#### Provided records ####

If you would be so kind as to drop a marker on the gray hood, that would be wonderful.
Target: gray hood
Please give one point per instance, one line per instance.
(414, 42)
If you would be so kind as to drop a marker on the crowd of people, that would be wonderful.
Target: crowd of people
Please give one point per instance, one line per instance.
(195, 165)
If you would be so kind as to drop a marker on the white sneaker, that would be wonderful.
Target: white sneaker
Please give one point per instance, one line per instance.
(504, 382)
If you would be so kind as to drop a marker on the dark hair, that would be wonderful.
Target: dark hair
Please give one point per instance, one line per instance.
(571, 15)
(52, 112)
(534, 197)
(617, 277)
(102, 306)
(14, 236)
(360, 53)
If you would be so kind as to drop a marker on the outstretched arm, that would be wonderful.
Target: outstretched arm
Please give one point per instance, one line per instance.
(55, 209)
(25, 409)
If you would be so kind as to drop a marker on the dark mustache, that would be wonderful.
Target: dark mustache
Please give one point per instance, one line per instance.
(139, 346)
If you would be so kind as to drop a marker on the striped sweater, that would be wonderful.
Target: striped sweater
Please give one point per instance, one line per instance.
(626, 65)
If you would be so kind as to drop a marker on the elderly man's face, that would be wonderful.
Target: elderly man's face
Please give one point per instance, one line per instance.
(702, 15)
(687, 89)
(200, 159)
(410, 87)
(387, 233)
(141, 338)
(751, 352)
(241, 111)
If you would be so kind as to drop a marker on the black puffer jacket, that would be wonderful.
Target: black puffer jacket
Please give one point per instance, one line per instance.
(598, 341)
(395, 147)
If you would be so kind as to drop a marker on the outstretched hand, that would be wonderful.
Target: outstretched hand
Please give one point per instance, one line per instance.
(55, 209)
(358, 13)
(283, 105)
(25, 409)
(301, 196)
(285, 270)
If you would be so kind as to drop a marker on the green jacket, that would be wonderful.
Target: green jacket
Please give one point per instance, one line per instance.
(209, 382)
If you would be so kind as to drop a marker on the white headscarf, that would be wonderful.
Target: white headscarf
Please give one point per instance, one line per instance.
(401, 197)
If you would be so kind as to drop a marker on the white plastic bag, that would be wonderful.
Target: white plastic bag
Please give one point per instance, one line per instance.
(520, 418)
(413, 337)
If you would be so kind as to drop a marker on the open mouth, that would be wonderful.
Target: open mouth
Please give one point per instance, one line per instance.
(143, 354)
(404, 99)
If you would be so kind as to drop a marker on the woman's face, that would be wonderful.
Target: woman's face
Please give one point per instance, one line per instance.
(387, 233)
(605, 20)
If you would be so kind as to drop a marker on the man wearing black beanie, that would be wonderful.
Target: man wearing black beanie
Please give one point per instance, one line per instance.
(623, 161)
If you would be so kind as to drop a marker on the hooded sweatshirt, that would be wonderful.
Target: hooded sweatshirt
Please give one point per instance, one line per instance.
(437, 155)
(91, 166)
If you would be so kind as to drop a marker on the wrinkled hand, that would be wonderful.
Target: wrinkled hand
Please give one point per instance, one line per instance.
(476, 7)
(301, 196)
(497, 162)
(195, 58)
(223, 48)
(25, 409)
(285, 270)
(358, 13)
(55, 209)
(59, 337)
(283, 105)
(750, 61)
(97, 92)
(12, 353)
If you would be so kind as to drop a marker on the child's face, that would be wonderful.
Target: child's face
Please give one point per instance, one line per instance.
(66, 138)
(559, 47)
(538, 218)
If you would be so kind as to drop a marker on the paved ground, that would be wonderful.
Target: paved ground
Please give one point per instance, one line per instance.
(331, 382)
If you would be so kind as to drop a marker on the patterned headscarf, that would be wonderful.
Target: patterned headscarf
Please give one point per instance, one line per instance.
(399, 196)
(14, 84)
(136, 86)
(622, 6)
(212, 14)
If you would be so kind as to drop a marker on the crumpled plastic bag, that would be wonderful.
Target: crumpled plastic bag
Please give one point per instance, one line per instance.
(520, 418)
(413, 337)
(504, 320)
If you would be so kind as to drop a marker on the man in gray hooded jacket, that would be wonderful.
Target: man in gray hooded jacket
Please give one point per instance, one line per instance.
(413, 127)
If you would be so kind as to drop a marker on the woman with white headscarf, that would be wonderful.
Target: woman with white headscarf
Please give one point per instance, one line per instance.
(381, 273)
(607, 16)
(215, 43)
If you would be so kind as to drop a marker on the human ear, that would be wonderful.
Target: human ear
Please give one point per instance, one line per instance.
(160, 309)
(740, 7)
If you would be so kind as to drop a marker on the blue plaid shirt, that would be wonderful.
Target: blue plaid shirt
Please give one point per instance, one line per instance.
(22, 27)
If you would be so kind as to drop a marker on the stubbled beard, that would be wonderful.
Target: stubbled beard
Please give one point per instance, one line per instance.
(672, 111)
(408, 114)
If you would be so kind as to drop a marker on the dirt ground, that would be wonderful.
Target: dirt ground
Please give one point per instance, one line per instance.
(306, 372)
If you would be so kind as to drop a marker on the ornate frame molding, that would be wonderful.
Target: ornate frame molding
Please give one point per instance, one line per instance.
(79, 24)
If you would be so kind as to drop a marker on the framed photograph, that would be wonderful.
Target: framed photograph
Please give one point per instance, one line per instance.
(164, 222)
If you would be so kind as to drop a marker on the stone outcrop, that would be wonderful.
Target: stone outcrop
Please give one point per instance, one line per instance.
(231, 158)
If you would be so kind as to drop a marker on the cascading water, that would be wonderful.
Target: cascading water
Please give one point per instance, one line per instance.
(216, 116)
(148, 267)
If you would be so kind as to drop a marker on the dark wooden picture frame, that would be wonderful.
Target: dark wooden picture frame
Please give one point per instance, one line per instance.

####

Problem requirements: Give back each line of the material above exactly as it appears.

Expected answer:
If you would be so kind as to drop a marker on the gray hood, that would be wonderful.
Target: gray hood
Please give one point per instance, one line per instance.
(414, 42)
If you would be so kind as to drop a marker on the crowd of people, that would be wonderful.
Target: crowd of people
Please give one point per instance, one line per instance.
(195, 165)
If you would be so kind as to drop a marker on the white sneaker, that would be wonderful.
Target: white sneaker
Please give one point per instance, one line per instance.
(504, 382)
If you would be so kind as to drop a marker on the dark hair, that would be wonderful.
Target: dark hair
Please give one point per instance, one line per instance.
(571, 15)
(52, 112)
(534, 197)
(617, 277)
(102, 306)
(14, 236)
(360, 53)
If you would be so kind as to drop a marker on the outstretched arm, that would be wonderful.
Target: outstretched arm
Please give one point per instance, one line per instance.
(55, 209)
(25, 409)
If you would be so kind as to drop a marker on the dark mustache, that would be wonderful.
Target: dark mustache
Please give one point per instance, one line per instance.
(139, 346)
If you would be so kind as to drop a marker on the striped sweater, that would be wonderful.
Target: striped sweater
Please give one point per instance, one line per instance.
(626, 65)
If you would be so kind as to drop a marker on the elderly man's face, that would be wonderful.
Target: elderly man's face
Please give one point per instance, one line per instance.
(702, 15)
(687, 89)
(200, 159)
(410, 87)
(387, 233)
(141, 338)
(751, 352)
(241, 111)
If you would be so kind as to drop a marker on the black puffer jacket, that would be wonderful.
Target: black puffer jacket
Please give one point per instance, one line per instance.
(598, 341)
(395, 147)
If you would be so kind as to drop a marker on the outstretched hand, that would be wonderful.
Target: outstretched hand
Please give one point per instance, one line per instance.
(55, 209)
(358, 13)
(283, 105)
(25, 409)
(301, 196)
(285, 270)
If you would be so kind as to drop a marker on the green jacket, that would be wonderful.
Target: green jacket
Please give one point per instance, one line per instance.
(209, 382)
If you would be so kind as to drop a marker on the white headscarf, that would be wonderful.
Target: white headscarf
Please give one point per instance, one line per instance.
(401, 197)
If you would be so kind as to drop a marker on the white plastic bag, that would be wonderful.
Target: white plastic bag
Please give one point per instance, one line per instance.
(520, 418)
(413, 337)
If you would be so kind as to drop a marker on the open mouth, that would be wonderful.
Target: open mouth
Please give one point per instance, one line per instance.
(143, 354)
(404, 99)
If you would be so kind as to drop a marker on the woman's face, that would be wonderful.
Target: woman's face
Please give one point per instance, one line per instance.
(387, 233)
(605, 20)
If you would be so kind as to drop a marker on the man wearing black beanie, that would be wonderful.
Target: man wearing black beanie
Please give one point per instance, one line per instance.
(623, 161)
If you would be so kind as to drop a marker on the hooded sweatshirt, that would be wonderful.
Target: hooded sweatshirt
Please give one point per instance, one line per instance.
(437, 155)
(91, 166)
If you would be so kind as to drop a marker on the wrinkled hand, that would be wonderful.
Target: wrinkled hand
Please give one point per instance, one line per instance.
(476, 7)
(301, 196)
(497, 162)
(195, 58)
(223, 48)
(25, 409)
(285, 270)
(358, 13)
(55, 209)
(59, 337)
(283, 105)
(750, 61)
(97, 92)
(12, 353)
If you would be so kind as to drop a marker on the child's face, that would be wonderful.
Target: child's face
Please give one point per instance, one line per instance.
(66, 138)
(559, 47)
(538, 218)
If you would be so kind as to drop a marker on the paved ground, that would be wonderful.
Target: paved ground
Please give one point per instance, one line per instance.
(331, 382)
If you would be so kind as to drop a marker on the patterned headscarf, that would be wonderful.
Target: patterned headscarf
Please give one point per instance, one line per instance.
(399, 196)
(14, 84)
(136, 86)
(622, 6)
(212, 14)
If you would be so kind as to drop a marker on the crumpled plastic bag, that would be wonderful.
Target: crumpled plastic bag
Please give one point per instance, one line per instance.
(520, 418)
(413, 337)
(504, 320)
If you would be so kind as to drop a marker on the man in gray hooded jacket, that would be wonderful.
Target: man in gray hooded jacket
Please give one point per instance, one line per instance.
(413, 127)
If you would be so kind as to drop a marker on the woman with white headscarf, that would be wonderful.
Target: woman with white headscarf
Please give one point per instance, one line per instance.
(381, 273)
(607, 16)
(215, 43)
If you would be so kind as to drop a marker on the human ear, that would be wonderful.
Target: human ear
Please give one point per instance, one line per instance.
(160, 309)
(740, 7)
If you would be so kind as to drop a marker on the blue plaid shirt, that would be wonderful.
Target: blue plaid shirt
Please give one point per instance, one line per instance.
(22, 27)
If you would be so kind as to drop a marker on the stubbled beard, that would be wonderful.
Target: stubbled beard
Please give one point per instance, one line per instance.
(672, 111)
(408, 114)
If you would be so kind as to drop a marker on the dirt ground, that would be wonderful.
Target: dirt ground
Please give one point per instance, one line per instance.
(306, 372)
If you would be so kind as to drop a marker on the ornate frame molding, that would be wonderful.
Target: ornate frame molding
Please give one point per instance, one line per instance.
(79, 24)
If you would be so kind as to drop a marker on the framed photograph, that would be wonderful.
Target: framed photograph
Please give one point per instance, one line per instance.
(164, 222)
If you would be so kind as to drop a marker on the stone outcrop, that would be wonderful.
Target: stone outcrop
Please give one point per instance, one line per instance.
(231, 158)
If you would be so kind as to drop a marker on the cascading water, that would be wonderful.
Target: cascading water
Please give one point per instance, one line per instance.
(216, 116)
(148, 267)
If you would be so kind as to drop a marker on the dark wooden picture frame, that would be wonderful.
Target: dark wooden picture frame
Please give one point per instance, one line per instance.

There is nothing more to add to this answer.